That's a good point. We can improve the algorithm but hopefully still keep it simple and general. This buffer pool is not a fit-all solution. But hopefully it will benefit a number of use cases. That's why I say "optional". :)

> I'd like to see single term queries, "OR" queries, and queries across multiple fields (also a common usecase) that match more documents tested also.

I'll change to "OR" queries and see what happens. The dataset is enwiki with four fields: docid, date (optional), title and body. Most terms are from title and body.

asfimport commented 17 years ago

Yonik Seeley (@yonik) (migrated from JIRA)

Actually, phrase queries would be really interesting too since they hit the term positions.

asfimport commented 17 years ago

Eks Dev (migrated from JIRA)

did you compare it against MMAP? I

asfimport commented 17 years ago

Ning Li (migrated from JIRA)

> I'll change to "OR" queries and see what happens.

Query set with average 590K results, retrieving docids for the first 5K Buffer Pool Size Hit Ratio Queries per second 0 N/A 1.9 16M 53% 1.9 32M 68% 2.0 64M 90% 2.3 128M/256M/512M 99% 2.3

As Yonik pointed out, in the previous "AND" tests, the bottleneck is the system call to move data from file system cache to userspace. Here in the "OR" tests, much fewer such calls are made therefore the speedup is less significant. Wish I could get a real query workload for this dataset.

> Actually, phrase queries would be really interesting too since they hit the term positions.

Phrase queries are rare and term distribution is highly skewed according to the following study on the Excite query log: Spink, Amanda and Xu, Jack L. (2000) "Selected results from a large study of Web searching: the Excite study". Information Research, 6(1) Available at: http://InformationR.net/ir/6-1/paper90.html

"4. Phase Searching: Phrases (terms enclosed by quotation marks) were seldom, while only 1 in 16 queries contained a phrase - but correctly used.

Search Terms: Distribution: Jansen, et al., (2000) report the distribution of the frequency of use of terms in queries as highly skewed."

I didn't find a good on on the AOL query log. In any case, this buffer pool is not intended for general purpose. I mentioned RAMDirectory earlier. This is more like an alternative to RAMDirectory (that's why it's per directory): you want persistent storage for the index, yet it's not too big that you want RAMDirectory search performance. In addition, the entire index doesn't have to fit into memory, as long as the most queried part does. Hopefully, this benefits a subset of Lucene use cases.

> did you compare it against MMAP? I

The index I experimented on didn't fit in memory...

asfimport commented 17 years ago

Chris M. Hostetter (@hossman) (migrated from JIRA)

>> 4. Phase Searching: Phrases (terms enclosed by quotation marks) were seldom, while only 1 in 16 queries contained a phrase

quoted phrases in raw user input may be rare, but that does't mean PhraseQueries are as rare ... apps may artificially create a sloppy PhraseQuery containing all of the individual words in the users raw query string to help identify matches where the input words all appear close together (i may be bias in assuming this is common, since it's something i do a lot of personally)

DATA SHOWN |

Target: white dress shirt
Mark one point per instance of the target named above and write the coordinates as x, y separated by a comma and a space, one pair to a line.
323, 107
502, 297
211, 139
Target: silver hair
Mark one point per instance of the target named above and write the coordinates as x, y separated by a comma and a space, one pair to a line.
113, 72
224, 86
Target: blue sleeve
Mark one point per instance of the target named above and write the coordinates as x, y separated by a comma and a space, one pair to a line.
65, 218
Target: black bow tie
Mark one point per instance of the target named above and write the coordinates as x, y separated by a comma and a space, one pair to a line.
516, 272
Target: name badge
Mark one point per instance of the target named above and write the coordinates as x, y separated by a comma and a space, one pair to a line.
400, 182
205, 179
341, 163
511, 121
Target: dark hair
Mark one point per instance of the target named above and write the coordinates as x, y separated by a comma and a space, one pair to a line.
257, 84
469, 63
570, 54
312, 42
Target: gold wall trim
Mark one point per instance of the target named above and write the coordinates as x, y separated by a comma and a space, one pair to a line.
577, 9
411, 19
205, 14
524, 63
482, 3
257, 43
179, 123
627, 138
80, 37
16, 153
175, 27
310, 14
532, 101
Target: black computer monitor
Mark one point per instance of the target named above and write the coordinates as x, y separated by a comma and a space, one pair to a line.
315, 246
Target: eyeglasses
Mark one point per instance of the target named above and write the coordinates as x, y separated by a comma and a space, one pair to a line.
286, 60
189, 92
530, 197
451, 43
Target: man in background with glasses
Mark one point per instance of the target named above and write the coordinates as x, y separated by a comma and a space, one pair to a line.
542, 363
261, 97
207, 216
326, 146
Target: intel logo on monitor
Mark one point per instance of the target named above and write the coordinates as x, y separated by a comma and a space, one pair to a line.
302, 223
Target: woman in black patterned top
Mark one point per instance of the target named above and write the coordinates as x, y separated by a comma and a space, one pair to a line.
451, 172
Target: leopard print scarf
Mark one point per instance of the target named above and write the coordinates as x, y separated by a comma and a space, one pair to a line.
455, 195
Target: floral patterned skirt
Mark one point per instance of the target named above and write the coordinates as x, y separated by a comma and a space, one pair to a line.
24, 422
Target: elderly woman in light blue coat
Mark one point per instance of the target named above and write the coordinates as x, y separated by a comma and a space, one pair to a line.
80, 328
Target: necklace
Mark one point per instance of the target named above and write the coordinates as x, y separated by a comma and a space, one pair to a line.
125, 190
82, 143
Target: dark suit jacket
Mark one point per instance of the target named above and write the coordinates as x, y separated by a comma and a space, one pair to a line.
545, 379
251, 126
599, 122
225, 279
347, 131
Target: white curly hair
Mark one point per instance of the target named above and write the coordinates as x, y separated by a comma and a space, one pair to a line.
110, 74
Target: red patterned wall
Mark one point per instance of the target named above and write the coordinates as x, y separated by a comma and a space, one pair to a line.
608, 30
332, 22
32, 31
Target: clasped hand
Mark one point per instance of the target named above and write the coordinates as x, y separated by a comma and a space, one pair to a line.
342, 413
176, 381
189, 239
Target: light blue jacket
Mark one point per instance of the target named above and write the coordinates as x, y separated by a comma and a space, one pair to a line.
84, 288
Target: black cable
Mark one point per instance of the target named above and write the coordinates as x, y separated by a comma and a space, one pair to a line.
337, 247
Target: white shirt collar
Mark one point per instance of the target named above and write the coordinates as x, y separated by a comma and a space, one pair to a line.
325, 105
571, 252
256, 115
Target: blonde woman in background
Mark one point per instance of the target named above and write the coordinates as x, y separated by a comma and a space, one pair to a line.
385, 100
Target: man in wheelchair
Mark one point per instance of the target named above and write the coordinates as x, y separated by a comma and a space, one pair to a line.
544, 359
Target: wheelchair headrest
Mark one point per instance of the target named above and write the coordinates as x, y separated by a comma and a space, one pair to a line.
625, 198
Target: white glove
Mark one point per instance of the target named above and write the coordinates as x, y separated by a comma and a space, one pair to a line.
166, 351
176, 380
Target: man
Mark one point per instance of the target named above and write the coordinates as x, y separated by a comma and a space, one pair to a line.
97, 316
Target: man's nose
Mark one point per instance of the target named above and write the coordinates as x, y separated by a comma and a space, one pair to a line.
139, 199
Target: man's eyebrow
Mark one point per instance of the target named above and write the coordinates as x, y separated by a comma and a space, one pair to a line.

PROBLEM TO WORK ON | Duplicate word for word the span of the buffer pool discussion starting at "I didn't find" and ending at "fit in memory...". Work from the buffer pool discussion alone.

RESPONSE |
I didn't find a good on on the AOL query log. In any case, this buffer pool is not intended for general purpose. I mentioned RAMDirectory earlier. This is more like an alternative to RAMDirectory (that's why it's per directory): you want persistent storage for the index, yet it's not too big that you want RAMDirectory search performance. In addition, the entire index doesn't have to fit into memory, as long as the most queried part does. Hopefully, this benefits a subset of Lucene use cases.

> did you compare it against MMAP? I

The index I experimented on didn't fit in memory...